→ **Instructions to follow**
Can you copy out, word for word, the lines below from the one containing "Output form: <point>75,18</point>" to the one containing "<point>230,249</point>", including both of those lines?

•••

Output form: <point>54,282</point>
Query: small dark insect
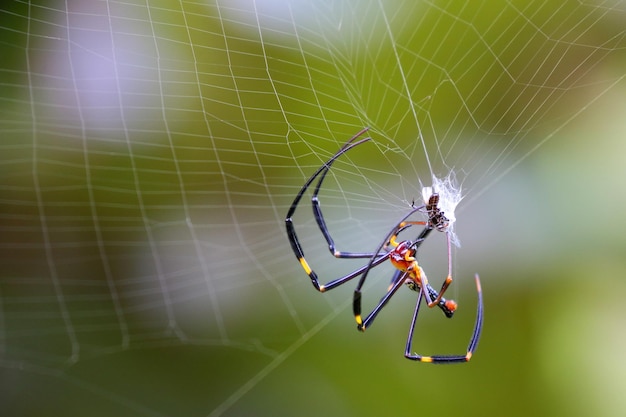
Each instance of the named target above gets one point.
<point>400,253</point>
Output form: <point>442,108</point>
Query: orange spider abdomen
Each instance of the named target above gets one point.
<point>403,258</point>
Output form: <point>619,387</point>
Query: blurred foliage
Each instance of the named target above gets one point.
<point>149,153</point>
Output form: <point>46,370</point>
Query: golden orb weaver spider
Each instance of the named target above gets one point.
<point>401,255</point>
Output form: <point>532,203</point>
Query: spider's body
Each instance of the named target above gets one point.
<point>402,256</point>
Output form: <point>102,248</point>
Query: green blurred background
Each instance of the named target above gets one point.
<point>149,154</point>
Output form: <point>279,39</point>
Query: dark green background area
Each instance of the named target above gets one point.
<point>149,153</point>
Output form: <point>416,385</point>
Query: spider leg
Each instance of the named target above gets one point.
<point>446,283</point>
<point>356,300</point>
<point>447,358</point>
<point>375,258</point>
<point>319,217</point>
<point>364,324</point>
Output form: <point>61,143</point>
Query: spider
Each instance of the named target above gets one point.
<point>401,254</point>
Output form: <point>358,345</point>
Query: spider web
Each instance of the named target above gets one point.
<point>150,151</point>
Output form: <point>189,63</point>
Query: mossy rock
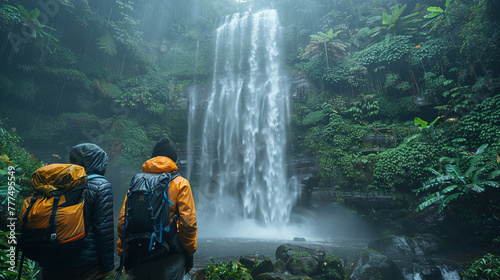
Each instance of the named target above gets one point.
<point>370,264</point>
<point>302,263</point>
<point>257,264</point>
<point>332,269</point>
<point>277,276</point>
<point>286,251</point>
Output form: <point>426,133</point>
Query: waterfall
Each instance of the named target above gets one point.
<point>242,172</point>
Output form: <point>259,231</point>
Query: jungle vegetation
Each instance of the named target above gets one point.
<point>404,95</point>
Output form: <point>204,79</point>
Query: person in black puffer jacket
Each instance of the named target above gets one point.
<point>96,259</point>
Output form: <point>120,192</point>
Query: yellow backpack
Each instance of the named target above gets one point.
<point>52,219</point>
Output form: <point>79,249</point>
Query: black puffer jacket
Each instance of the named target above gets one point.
<point>98,208</point>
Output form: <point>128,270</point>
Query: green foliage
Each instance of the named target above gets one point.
<point>315,117</point>
<point>133,142</point>
<point>6,85</point>
<point>385,52</point>
<point>107,44</point>
<point>39,34</point>
<point>31,270</point>
<point>23,90</point>
<point>69,76</point>
<point>364,108</point>
<point>9,188</point>
<point>431,50</point>
<point>393,82</point>
<point>47,129</point>
<point>325,42</point>
<point>435,86</point>
<point>403,167</point>
<point>397,108</point>
<point>335,146</point>
<point>393,23</point>
<point>424,124</point>
<point>227,271</point>
<point>483,124</point>
<point>436,16</point>
<point>63,58</point>
<point>458,180</point>
<point>485,267</point>
<point>12,154</point>
<point>126,28</point>
<point>481,37</point>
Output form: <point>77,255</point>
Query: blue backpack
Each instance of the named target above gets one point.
<point>147,230</point>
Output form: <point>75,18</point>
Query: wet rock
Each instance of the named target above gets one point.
<point>393,245</point>
<point>276,276</point>
<point>332,269</point>
<point>302,263</point>
<point>257,264</point>
<point>369,264</point>
<point>280,267</point>
<point>423,268</point>
<point>419,245</point>
<point>299,239</point>
<point>285,251</point>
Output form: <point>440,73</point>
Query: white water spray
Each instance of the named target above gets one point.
<point>242,162</point>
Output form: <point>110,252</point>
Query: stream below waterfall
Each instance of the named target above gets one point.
<point>230,249</point>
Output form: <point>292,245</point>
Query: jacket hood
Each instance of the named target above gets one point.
<point>91,157</point>
<point>57,177</point>
<point>159,164</point>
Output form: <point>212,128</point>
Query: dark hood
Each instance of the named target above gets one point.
<point>91,157</point>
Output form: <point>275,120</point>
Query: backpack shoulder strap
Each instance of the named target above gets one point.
<point>93,176</point>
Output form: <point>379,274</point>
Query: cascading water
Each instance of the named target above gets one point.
<point>242,165</point>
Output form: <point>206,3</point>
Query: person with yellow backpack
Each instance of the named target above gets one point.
<point>67,224</point>
<point>157,225</point>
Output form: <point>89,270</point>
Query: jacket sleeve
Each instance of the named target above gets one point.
<point>187,217</point>
<point>121,219</point>
<point>103,222</point>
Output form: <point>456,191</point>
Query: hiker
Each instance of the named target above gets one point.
<point>171,256</point>
<point>67,224</point>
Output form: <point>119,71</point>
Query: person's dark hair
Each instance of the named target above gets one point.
<point>165,148</point>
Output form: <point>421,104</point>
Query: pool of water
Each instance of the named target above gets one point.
<point>226,249</point>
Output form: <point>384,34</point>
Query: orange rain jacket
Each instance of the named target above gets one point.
<point>179,192</point>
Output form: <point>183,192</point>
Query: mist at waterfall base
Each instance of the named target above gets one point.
<point>243,188</point>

•••

→ **Full response**
Output form: <point>75,18</point>
Query: wet rock
Each instance of the named target above gets one point.
<point>393,245</point>
<point>276,276</point>
<point>332,269</point>
<point>302,263</point>
<point>257,264</point>
<point>369,264</point>
<point>280,267</point>
<point>423,268</point>
<point>419,245</point>
<point>299,239</point>
<point>285,251</point>
Output form: <point>440,73</point>
Query: white water spray
Each instance of the named target above gets one point.
<point>242,162</point>
Output form: <point>110,252</point>
Query: stream below waterfall
Each instance of the named target above gets one point.
<point>230,249</point>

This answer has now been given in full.